A run of records:
▼

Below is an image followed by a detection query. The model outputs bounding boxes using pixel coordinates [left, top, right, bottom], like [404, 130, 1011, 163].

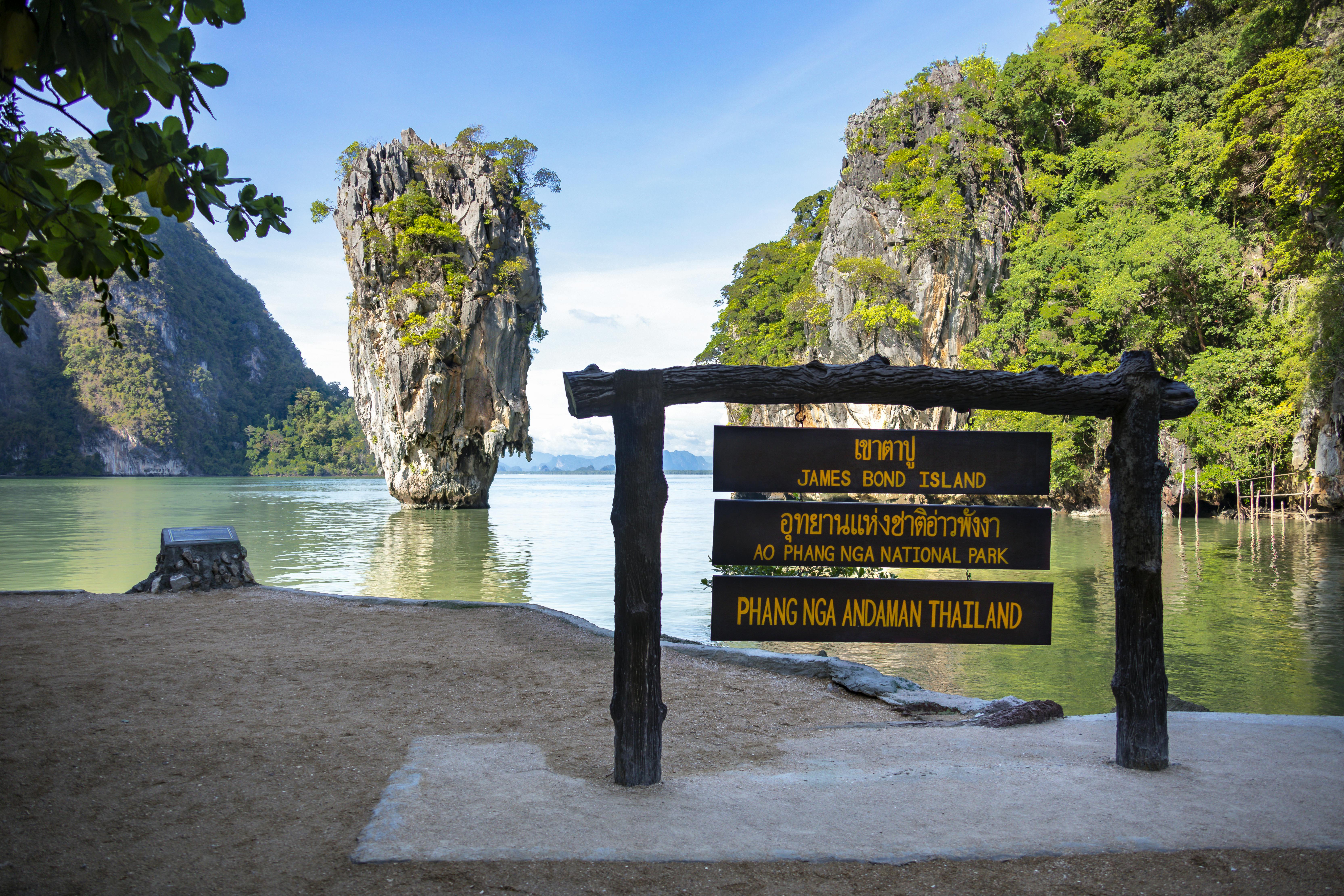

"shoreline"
[0, 587, 1344, 896]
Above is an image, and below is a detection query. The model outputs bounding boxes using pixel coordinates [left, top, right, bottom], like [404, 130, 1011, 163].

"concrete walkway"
[352, 712, 1344, 863]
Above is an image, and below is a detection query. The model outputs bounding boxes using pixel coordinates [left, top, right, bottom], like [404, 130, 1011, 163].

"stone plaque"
[163, 525, 238, 545]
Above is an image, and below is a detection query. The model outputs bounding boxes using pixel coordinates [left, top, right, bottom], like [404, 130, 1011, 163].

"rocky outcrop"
[0, 141, 329, 476]
[1293, 373, 1344, 513]
[730, 63, 1024, 429]
[79, 427, 191, 476]
[335, 130, 543, 508]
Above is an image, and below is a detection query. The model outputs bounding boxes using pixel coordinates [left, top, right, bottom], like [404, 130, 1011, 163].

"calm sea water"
[0, 474, 1344, 715]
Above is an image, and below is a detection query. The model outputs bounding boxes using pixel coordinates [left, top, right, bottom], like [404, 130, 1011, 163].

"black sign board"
[712, 500, 1051, 570]
[714, 426, 1050, 494]
[710, 575, 1055, 645]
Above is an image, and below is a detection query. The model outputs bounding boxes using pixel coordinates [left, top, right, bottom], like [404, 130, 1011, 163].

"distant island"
[499, 451, 714, 473]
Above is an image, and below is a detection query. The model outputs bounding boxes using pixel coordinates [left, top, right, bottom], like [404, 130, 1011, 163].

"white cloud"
[570, 308, 621, 326]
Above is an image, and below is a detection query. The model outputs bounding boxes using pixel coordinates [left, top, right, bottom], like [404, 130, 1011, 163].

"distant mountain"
[0, 142, 336, 476]
[500, 451, 714, 473]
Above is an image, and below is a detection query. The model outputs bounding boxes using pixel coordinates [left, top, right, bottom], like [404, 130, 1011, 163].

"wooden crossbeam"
[564, 352, 1199, 784]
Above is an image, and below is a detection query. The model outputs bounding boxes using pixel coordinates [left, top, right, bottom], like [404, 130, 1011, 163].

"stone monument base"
[126, 525, 257, 594]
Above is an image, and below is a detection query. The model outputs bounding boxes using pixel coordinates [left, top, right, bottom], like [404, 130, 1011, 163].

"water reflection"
[767, 517, 1344, 715]
[359, 509, 532, 603]
[0, 474, 1344, 715]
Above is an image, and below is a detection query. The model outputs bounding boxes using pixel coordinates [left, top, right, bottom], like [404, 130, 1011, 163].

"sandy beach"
[0, 588, 1344, 893]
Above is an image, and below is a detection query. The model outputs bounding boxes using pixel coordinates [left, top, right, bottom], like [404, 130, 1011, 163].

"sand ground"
[0, 588, 1344, 895]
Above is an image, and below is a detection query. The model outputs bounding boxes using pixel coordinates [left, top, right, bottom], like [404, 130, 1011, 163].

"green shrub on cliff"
[695, 189, 831, 367]
[698, 0, 1344, 496]
[247, 388, 378, 476]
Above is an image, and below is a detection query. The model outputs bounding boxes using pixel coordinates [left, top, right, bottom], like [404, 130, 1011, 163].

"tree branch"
[11, 79, 94, 137]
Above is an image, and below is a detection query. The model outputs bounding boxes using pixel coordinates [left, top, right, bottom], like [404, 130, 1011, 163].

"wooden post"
[611, 369, 668, 786]
[1176, 461, 1185, 521]
[1106, 352, 1166, 771]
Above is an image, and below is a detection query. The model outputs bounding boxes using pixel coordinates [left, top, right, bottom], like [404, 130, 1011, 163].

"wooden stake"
[1176, 461, 1185, 521]
[611, 369, 668, 786]
[1106, 352, 1172, 771]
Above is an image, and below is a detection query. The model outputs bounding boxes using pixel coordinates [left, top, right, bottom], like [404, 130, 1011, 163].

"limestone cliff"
[335, 129, 543, 508]
[730, 63, 1023, 429]
[0, 141, 331, 476]
[1293, 373, 1344, 513]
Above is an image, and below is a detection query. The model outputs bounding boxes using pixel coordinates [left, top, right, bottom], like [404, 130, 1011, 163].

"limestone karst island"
[0, 0, 1344, 896]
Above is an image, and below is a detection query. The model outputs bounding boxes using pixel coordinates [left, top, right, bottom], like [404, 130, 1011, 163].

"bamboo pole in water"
[1269, 461, 1278, 519]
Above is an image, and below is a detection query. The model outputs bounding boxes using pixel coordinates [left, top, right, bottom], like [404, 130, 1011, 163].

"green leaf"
[191, 62, 229, 87]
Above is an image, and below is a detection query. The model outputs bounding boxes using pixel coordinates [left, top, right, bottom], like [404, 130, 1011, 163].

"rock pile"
[126, 525, 257, 594]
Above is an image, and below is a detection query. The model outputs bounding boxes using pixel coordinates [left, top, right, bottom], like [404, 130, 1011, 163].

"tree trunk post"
[1107, 352, 1166, 771]
[611, 369, 668, 786]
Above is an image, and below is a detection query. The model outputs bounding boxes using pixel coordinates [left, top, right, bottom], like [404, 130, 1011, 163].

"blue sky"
[21, 0, 1050, 454]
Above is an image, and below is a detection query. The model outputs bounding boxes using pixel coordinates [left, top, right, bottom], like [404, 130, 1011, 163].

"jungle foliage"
[0, 141, 347, 476]
[247, 388, 378, 476]
[0, 0, 289, 345]
[695, 189, 831, 367]
[699, 0, 1344, 492]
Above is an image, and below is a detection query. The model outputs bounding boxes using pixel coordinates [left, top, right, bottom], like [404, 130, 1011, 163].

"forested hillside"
[0, 142, 368, 476]
[700, 0, 1344, 509]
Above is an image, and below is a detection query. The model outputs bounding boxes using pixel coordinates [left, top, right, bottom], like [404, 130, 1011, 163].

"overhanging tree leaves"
[0, 0, 289, 345]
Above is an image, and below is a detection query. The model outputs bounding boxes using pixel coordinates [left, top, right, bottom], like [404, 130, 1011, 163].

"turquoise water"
[0, 474, 1344, 715]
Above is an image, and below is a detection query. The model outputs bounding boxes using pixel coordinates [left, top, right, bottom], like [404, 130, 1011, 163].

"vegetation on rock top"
[698, 0, 1344, 505]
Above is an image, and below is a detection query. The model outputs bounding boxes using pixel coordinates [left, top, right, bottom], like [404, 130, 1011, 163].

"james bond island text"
[714, 426, 1050, 494]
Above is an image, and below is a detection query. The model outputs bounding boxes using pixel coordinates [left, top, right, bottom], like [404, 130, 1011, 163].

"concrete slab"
[351, 713, 1344, 863]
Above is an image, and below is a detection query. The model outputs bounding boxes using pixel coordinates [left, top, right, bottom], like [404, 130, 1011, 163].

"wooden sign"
[710, 575, 1055, 645]
[711, 500, 1051, 570]
[714, 426, 1050, 494]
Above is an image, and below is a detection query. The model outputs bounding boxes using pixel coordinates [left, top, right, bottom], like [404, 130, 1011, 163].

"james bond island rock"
[329, 129, 558, 508]
[730, 63, 1024, 429]
[126, 525, 257, 594]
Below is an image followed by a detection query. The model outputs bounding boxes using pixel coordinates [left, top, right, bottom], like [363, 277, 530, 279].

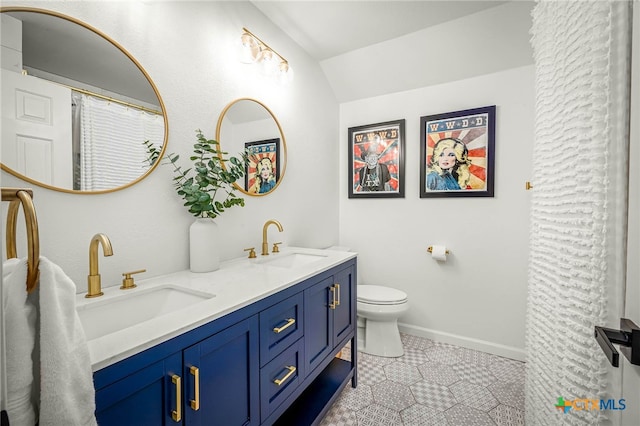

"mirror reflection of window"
[0, 7, 166, 193]
[72, 92, 164, 191]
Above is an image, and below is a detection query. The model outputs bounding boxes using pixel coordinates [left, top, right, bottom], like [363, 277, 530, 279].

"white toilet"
[357, 285, 409, 357]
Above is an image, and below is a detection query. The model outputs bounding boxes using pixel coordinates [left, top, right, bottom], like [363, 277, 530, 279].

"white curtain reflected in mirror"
[0, 7, 167, 194]
[73, 93, 164, 191]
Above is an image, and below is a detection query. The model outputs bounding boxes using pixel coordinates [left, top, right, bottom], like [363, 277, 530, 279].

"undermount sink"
[77, 285, 215, 340]
[259, 252, 327, 268]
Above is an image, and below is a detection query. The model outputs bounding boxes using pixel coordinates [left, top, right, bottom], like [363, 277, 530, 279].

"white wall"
[1, 1, 339, 292]
[340, 66, 534, 359]
[321, 0, 534, 102]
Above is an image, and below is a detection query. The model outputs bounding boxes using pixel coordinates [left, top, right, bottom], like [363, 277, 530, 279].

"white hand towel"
[38, 257, 97, 426]
[2, 259, 36, 426]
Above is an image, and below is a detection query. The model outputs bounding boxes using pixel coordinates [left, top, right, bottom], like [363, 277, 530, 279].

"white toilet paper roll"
[431, 246, 447, 262]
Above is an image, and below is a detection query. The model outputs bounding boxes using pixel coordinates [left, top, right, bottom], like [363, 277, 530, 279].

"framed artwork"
[244, 138, 280, 194]
[420, 105, 496, 198]
[348, 120, 405, 198]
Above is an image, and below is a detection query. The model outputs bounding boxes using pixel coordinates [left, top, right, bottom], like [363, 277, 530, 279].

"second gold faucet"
[85, 234, 113, 297]
[262, 219, 283, 256]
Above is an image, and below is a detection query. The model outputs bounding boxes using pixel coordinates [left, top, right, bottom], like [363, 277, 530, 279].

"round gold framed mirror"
[216, 98, 287, 196]
[0, 7, 169, 194]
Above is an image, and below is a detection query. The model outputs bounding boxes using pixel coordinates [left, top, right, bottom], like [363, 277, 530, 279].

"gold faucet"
[262, 219, 283, 256]
[84, 234, 113, 297]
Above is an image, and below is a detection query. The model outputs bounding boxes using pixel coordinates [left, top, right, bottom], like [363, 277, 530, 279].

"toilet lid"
[357, 285, 407, 305]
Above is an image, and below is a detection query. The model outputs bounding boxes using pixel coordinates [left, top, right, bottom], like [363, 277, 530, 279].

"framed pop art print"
[420, 105, 496, 198]
[348, 119, 405, 198]
[244, 138, 280, 195]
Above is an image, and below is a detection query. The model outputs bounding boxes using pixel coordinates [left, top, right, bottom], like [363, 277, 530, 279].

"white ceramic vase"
[189, 218, 220, 272]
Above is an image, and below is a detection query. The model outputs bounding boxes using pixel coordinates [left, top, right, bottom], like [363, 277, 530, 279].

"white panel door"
[1, 70, 73, 189]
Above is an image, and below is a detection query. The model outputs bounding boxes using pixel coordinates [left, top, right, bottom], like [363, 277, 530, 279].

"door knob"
[594, 318, 640, 367]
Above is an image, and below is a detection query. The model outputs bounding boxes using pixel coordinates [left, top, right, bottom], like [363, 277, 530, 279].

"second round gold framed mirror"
[216, 98, 287, 196]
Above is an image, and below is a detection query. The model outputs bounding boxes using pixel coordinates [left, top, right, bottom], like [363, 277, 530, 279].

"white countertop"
[76, 247, 356, 372]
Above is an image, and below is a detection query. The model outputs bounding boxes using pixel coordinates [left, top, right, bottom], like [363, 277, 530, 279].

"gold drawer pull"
[171, 374, 182, 423]
[189, 365, 200, 411]
[273, 365, 296, 386]
[273, 318, 296, 333]
[329, 286, 338, 309]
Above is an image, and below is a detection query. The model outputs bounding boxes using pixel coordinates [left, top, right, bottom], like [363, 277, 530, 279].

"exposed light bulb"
[240, 33, 260, 64]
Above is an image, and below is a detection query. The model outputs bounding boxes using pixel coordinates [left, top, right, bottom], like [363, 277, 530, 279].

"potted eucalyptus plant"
[164, 129, 249, 272]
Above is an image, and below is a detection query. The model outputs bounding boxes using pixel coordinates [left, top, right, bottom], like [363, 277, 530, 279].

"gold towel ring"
[2, 188, 40, 293]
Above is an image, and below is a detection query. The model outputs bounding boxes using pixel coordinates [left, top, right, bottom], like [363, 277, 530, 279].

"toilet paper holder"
[427, 246, 449, 254]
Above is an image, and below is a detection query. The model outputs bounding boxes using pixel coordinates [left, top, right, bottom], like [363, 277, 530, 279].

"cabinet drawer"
[260, 293, 304, 367]
[260, 339, 304, 421]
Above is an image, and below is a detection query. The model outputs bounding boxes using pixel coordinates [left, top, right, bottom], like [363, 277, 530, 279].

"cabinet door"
[333, 268, 356, 345]
[96, 352, 182, 426]
[304, 277, 334, 374]
[183, 316, 260, 426]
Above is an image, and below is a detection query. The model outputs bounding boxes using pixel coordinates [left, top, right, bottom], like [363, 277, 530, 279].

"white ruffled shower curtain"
[80, 95, 164, 191]
[525, 1, 631, 426]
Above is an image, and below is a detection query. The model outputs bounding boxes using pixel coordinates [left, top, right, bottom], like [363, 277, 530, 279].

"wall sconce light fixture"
[240, 27, 291, 76]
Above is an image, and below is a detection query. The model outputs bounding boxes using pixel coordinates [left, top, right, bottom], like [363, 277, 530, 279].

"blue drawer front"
[260, 293, 304, 367]
[260, 339, 305, 421]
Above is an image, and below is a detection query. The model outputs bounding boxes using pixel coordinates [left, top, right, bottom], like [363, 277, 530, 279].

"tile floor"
[320, 334, 525, 426]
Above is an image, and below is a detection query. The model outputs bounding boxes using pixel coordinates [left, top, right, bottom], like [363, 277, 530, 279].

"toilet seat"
[357, 285, 407, 305]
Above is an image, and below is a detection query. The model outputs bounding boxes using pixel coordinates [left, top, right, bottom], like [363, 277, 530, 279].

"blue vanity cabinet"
[94, 258, 357, 426]
[96, 353, 182, 426]
[263, 259, 357, 426]
[94, 315, 260, 426]
[182, 316, 259, 426]
[304, 267, 356, 378]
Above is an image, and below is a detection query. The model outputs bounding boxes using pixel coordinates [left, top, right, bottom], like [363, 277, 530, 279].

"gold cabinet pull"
[171, 374, 182, 423]
[329, 286, 338, 309]
[273, 365, 296, 386]
[189, 365, 200, 411]
[273, 318, 296, 334]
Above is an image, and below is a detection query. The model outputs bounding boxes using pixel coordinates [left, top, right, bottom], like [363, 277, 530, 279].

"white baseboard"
[398, 323, 526, 361]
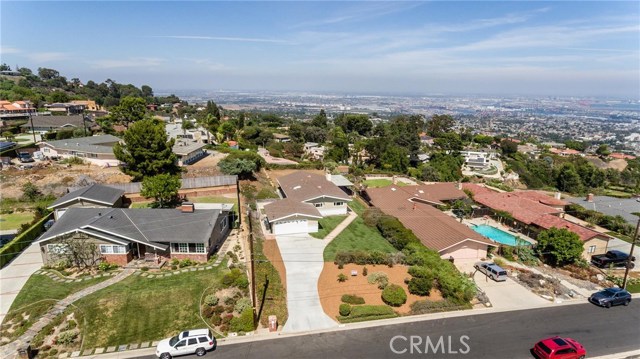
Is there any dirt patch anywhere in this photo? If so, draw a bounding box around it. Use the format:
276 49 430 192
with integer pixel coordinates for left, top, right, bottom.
262 239 287 290
318 262 442 318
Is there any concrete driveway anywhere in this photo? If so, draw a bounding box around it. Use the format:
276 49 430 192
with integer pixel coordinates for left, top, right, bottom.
0 244 42 322
276 234 338 332
458 262 551 309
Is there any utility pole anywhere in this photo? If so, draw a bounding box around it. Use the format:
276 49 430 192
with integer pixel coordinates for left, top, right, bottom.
622 219 640 289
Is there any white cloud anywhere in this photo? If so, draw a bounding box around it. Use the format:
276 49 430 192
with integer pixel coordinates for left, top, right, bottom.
88 57 166 69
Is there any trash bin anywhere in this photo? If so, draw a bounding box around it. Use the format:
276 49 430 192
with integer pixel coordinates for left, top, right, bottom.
269 315 278 332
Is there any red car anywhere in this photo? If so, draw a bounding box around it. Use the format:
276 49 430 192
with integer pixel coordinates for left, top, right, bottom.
532 337 587 359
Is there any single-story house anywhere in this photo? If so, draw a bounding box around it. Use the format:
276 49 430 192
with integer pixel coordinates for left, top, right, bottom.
366 183 494 261
20 115 96 134
38 135 120 166
47 183 124 220
37 203 231 265
264 171 351 234
463 184 611 260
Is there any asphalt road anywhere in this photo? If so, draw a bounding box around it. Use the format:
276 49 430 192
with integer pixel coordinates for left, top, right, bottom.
145 300 640 359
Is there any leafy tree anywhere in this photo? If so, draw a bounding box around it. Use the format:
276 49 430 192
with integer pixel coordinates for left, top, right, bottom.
113 119 180 181
140 173 182 208
109 97 147 128
536 227 584 266
427 115 455 138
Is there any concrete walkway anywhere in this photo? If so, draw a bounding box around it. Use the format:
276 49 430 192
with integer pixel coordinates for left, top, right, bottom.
0 268 135 358
0 244 43 323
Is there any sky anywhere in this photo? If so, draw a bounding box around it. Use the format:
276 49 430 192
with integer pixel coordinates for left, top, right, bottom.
0 0 640 100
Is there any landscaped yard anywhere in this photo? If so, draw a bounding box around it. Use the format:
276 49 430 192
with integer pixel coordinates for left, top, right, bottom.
0 274 109 340
362 178 408 188
324 217 397 262
75 263 227 348
309 216 347 239
0 211 33 230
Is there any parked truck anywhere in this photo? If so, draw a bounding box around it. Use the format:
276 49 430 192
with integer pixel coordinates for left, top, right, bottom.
591 250 636 268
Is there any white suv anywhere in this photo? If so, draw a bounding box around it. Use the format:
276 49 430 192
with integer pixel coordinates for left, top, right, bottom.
156 329 216 359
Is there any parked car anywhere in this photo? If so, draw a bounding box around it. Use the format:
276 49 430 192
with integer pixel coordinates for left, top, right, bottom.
18 152 35 163
591 250 636 268
531 337 587 359
589 288 631 308
156 329 216 359
473 262 507 282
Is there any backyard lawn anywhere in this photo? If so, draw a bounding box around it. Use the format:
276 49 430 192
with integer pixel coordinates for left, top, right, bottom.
309 216 347 239
75 263 227 348
324 217 397 262
362 178 408 188
0 211 33 230
1 274 110 339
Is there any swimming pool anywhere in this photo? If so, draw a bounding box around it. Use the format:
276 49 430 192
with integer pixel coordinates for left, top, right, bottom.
471 224 531 246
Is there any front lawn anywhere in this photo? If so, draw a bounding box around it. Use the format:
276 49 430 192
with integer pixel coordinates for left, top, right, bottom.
75 263 227 348
0 212 33 230
324 217 397 262
309 216 347 239
1 274 110 340
362 178 408 188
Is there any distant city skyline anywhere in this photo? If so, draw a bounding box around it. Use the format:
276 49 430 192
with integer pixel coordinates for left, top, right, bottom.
0 1 640 99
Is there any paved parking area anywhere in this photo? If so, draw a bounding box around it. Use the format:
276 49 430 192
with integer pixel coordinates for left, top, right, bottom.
276 234 338 332
456 262 551 309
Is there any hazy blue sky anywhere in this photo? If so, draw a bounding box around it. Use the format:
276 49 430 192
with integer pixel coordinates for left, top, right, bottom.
0 1 640 99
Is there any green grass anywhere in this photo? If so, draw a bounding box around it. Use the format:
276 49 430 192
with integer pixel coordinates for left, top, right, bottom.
309 216 347 239
324 217 397 262
2 274 109 339
75 265 226 348
362 178 408 188
0 212 33 230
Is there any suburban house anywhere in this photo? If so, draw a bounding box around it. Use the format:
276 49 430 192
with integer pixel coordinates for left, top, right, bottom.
463 183 611 259
172 140 207 166
47 183 124 220
37 203 231 265
38 135 120 166
264 171 351 234
20 115 96 134
366 182 494 261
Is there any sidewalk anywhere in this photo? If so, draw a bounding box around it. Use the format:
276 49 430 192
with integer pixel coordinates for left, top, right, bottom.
0 243 43 323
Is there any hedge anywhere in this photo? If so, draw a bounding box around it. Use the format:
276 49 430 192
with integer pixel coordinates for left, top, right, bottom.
0 214 51 268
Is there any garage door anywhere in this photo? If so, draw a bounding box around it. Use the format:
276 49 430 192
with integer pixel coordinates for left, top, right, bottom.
273 219 309 234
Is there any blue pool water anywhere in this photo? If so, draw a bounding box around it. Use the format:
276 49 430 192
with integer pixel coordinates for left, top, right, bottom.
471 224 531 246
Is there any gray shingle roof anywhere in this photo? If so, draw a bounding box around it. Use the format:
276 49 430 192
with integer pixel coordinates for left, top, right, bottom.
49 184 124 208
41 135 120 154
38 208 221 249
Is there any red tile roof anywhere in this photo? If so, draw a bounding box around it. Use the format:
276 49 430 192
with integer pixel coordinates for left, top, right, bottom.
367 184 493 252
533 214 606 242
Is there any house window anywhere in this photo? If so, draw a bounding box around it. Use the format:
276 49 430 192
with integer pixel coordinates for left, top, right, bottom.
196 243 205 253
47 243 69 254
100 244 127 254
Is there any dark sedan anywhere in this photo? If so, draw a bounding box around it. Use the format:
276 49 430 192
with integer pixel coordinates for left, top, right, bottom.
589 288 631 308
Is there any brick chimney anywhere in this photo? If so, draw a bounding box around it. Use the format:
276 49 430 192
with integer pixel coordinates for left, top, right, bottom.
180 202 196 213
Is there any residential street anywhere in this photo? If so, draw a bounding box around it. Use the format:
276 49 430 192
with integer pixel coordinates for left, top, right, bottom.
136 299 640 359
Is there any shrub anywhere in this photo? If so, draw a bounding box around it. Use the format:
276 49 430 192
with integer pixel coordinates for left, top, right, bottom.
382 284 407 307
56 330 78 345
367 272 389 289
339 303 351 317
341 294 364 304
204 294 219 307
233 298 251 313
230 305 254 332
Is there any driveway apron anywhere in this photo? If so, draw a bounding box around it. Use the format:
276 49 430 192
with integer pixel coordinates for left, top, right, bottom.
276 234 338 332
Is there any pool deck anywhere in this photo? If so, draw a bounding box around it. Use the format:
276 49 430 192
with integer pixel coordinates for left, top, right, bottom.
462 218 538 248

▲

Can you revise the lines from the start of the records through the line that contains "[335, 130, 543, 508]", replacing "detection query" with "search query" and leaving everything else unchanged? Leave the pictures out of your answer.

▶ CORRECT RESULT:
Below is an image followed by a search query. The model outputs bounding boxes using pixel coordinates [left, top, right, bottom], like [404, 130, 1011, 163].


"shoreline"
[0, 587, 1344, 896]
Above is an image, and below is a search query. The model outputs bounding boxes using pixel coordinates [left, top, right, bottom], like [404, 130, 1011, 163].

"concrete walkway"
[352, 712, 1344, 863]
Above is an image, and below is a search query. The model outputs bounding boxes using pixel coordinates [left, top, right, bottom], like [404, 130, 1011, 163].

"stone plaque"
[163, 525, 238, 545]
Above is an image, and below is a search query. The model outputs bounding boxes using pixel coordinates [left, top, right, bottom], like [404, 130, 1011, 163].

"rocky outcrop"
[0, 141, 329, 476]
[1293, 373, 1344, 513]
[730, 63, 1024, 429]
[79, 427, 191, 476]
[335, 130, 543, 508]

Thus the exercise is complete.